■ TASKS TO PERFORM
- 1) Summarize the travel piece on the wines of Moravia, Austria and Alto Adige in two sentences.
- 2) In the travel piece on the wines of Moravia, Austria and Alto Adige, turn the paragraph beginning "Today, after a rocky history" into a bulleted list that keeps its main facts.
- 3) Pick up the travel piece on the wines of Moravia, Austria and Alto Adige and continue it from its final sentence.

■ EXCERPT TO READ
Biodynamic Vitaculture


Honestly, it’s only to benefit you that I travel the world in search of the finest wines. It’s challenging, but I’m willing to continue my quest when I find the sort of results I encountered on a recent trip to Moravia, Austria and Alto Adige, which is northern Italy’s Tyrolean valley.

These regions all share a similar heritage of conquest by ancient Romans who brought serious viticulture as they settled and imposed organized farming practices. During the Middle Ages, wine for purposes both religious and commercial was produced and traded here by monks and by kings. The Hapsburgs, who ruled these areas in various formats from 1278 to 1918, further encouraged this expansion with the kind of extravagant wealth that easily merged the sacred and profane uses of wine.

Grapes and wine are everywhere in the iconography of these regions. Bacchus stands guard, his hair entwined with grape clusters, in Innsbruck’s great cathedral, where Emperor Maximillian, who died in 1578, is entombed and a wall fresco depicts Christ literally being squeezed in a wine press, his blood flowing into a waiting wine jug.

This nexus of empire, religion and wine can also be found in a most dramatic setting about an hour’s drive south of Innsbruck, as the Alpine Brenner Pass opens into a fertile valley. Here, to provide godly hospitality to holy pilgrims, a bishop following St. Augustine (“Lord, make me chaste, but not yet”) founded the Abbazia di Novacella in 1157.

Today, after a rocky history of wars, revolutions and revitalization, the Abbazia is again home to monks and dedicated to hospitality. It offers guests a remarkable museum and library with treasures ranging from frescoed devils to gold-encrusted chalices, a busy tavern and a wide range of strikingly delectable wines from grapes grown on almost-vertical slopes adjacent to the abbey. Its Baroque chapel, with 365 angels on the ceiling, has a two-year waiting list for weddings.

■ MATERIAL SUPPLIED
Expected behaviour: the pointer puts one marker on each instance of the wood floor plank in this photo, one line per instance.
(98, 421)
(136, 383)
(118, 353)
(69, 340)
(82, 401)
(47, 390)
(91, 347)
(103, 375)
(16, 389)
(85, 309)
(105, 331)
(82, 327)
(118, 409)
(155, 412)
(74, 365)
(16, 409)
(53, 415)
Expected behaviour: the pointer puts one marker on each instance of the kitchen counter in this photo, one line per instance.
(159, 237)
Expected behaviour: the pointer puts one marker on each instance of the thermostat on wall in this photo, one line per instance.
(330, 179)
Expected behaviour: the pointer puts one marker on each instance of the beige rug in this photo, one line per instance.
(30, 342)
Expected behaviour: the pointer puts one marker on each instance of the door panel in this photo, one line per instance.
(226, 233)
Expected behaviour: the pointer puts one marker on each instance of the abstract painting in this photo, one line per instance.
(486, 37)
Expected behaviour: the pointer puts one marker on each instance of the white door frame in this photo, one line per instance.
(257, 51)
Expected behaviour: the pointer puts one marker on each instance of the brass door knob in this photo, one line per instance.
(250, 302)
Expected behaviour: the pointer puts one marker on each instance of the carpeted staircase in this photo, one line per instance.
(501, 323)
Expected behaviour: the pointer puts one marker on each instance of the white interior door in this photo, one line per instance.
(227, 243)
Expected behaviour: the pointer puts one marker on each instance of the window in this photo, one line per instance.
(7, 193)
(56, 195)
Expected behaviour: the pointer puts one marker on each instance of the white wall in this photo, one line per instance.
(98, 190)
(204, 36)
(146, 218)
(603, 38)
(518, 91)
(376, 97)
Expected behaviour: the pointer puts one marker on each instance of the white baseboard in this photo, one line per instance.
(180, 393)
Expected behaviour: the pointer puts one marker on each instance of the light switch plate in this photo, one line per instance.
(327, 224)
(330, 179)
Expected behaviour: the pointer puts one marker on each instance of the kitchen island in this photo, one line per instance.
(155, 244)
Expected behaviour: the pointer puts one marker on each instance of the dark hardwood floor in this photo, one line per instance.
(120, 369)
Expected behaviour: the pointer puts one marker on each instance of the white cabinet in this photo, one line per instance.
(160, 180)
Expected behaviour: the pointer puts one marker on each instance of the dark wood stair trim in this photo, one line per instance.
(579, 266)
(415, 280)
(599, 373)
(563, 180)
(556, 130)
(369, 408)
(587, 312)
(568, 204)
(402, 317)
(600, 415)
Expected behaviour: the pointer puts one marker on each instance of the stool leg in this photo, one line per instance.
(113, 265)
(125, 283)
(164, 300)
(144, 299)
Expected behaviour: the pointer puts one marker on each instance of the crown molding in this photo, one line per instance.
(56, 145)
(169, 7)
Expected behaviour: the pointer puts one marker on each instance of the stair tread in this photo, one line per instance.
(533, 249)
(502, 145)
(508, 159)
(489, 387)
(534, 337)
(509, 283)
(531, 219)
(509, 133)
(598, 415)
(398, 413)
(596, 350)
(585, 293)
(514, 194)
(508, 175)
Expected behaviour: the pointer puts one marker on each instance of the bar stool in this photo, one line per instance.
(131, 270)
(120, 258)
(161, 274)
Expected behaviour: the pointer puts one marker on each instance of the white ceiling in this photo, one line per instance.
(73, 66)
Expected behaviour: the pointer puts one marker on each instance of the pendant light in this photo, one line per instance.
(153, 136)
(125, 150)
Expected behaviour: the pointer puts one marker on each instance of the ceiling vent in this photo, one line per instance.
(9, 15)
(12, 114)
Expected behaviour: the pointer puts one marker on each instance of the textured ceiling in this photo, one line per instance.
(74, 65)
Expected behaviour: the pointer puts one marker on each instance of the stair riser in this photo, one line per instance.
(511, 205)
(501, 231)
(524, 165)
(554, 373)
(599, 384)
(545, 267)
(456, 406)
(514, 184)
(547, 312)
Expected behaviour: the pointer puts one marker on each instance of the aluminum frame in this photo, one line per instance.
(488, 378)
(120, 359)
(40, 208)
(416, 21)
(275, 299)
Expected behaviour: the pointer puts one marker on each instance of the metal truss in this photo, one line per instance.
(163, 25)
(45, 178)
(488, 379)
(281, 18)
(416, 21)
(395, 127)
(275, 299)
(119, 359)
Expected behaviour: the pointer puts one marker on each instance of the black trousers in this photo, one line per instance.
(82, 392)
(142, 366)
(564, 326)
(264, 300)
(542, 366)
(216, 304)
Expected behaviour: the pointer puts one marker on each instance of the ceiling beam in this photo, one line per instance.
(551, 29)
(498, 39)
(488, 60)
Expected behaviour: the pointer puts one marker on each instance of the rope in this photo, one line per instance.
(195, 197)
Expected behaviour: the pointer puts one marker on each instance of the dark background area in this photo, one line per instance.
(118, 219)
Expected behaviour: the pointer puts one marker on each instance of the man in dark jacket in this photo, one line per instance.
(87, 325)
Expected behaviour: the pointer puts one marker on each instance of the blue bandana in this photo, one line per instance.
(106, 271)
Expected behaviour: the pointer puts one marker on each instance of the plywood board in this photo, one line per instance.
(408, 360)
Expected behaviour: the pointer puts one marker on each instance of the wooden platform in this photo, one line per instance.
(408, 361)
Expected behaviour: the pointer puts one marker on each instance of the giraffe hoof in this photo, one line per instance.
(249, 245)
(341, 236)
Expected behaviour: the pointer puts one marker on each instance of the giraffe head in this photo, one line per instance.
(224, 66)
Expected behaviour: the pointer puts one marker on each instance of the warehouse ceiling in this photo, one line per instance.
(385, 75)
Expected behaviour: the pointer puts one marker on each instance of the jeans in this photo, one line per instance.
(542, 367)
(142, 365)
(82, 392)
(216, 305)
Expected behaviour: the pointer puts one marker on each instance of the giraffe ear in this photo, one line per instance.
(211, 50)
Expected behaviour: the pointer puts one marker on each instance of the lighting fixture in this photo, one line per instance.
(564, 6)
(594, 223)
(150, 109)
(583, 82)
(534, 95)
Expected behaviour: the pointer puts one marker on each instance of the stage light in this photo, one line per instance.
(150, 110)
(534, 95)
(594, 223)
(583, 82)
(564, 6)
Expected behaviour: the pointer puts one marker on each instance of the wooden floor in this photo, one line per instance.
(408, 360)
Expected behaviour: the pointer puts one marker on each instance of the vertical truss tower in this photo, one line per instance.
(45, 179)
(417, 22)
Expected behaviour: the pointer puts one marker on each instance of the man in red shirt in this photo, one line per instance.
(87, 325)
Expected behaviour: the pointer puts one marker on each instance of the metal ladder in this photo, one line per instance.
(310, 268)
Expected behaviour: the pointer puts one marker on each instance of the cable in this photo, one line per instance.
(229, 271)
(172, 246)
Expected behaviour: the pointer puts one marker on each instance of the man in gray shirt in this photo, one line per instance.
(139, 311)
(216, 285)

■ TASK-BY-TASK OUTPUTS
- 1) Moravia, Austria and Alto Adige share a wine heritage begun by Roman settlers, carried on by monks and kings in the Middle Ages and encouraged by the Hapsburgs, and grapes and wine appear everywhere in the regions' iconography. South of Innsbruck, the Abbazia di Novacella, founded in 1157, is again home to monks and offers guests a museum, a library, a tavern and wines from grapes grown on steep slopes beside the abbey.

- 2)
- After a history of wars, revolutions and revitalization, the Abbazia is again home to monks and dedicated to hospitality.
- It has a museum and library with treasures from frescoed devils to gold-encrusted chalices.
- It has a busy tavern.
- It offers a wide range of wines from grapes grown on almost-vertical slopes next to the abbey.
- Its Baroque chapel has 365 angels on the ceiling and a two-year waiting list for weddings.

- 3)
With a secular business to sustain its godly goals, the Abbazia di Novacella distributes its wines worldwide. My favorites included the sprightly Kerner and a rich red Lagrein, both made from grapes common to Alto Adige. Both these varieties are enjoying a renaissance as traditional practices of over-production have been changed to lower yielding, site-sensitive viticulture.

Another hour south of Novacella, on the old wine route, I visited Manincor, a modern winery adjacent to a 1608 Renaissance manor house owned by Count Michael Goëss-Enzenberg, whose ancestor Ignaz was given a royal title by Empress Maria Theresa in 1764, after draining the malarial swamps that made this Adige valley floor uninhabitable until then.

With the same dedication and innovative fervor I saw at Novacella, Goëss-Enzenberg has adapted the spiritual philosophy of biodynamics, articulated first by the Austrian philosopher Rudolf Steiner in the 1920s. Following the concept of a farm as a whole, interdependent unit relying on humans, animals, plants and microbes to operate together, respecting the cosmic energy that drives the cycle of life, death and renewal, Goëss-Enzenberg has designed his operation with meticulous attention to every interconnected element, saying, “We must be alert, and present, at all times.”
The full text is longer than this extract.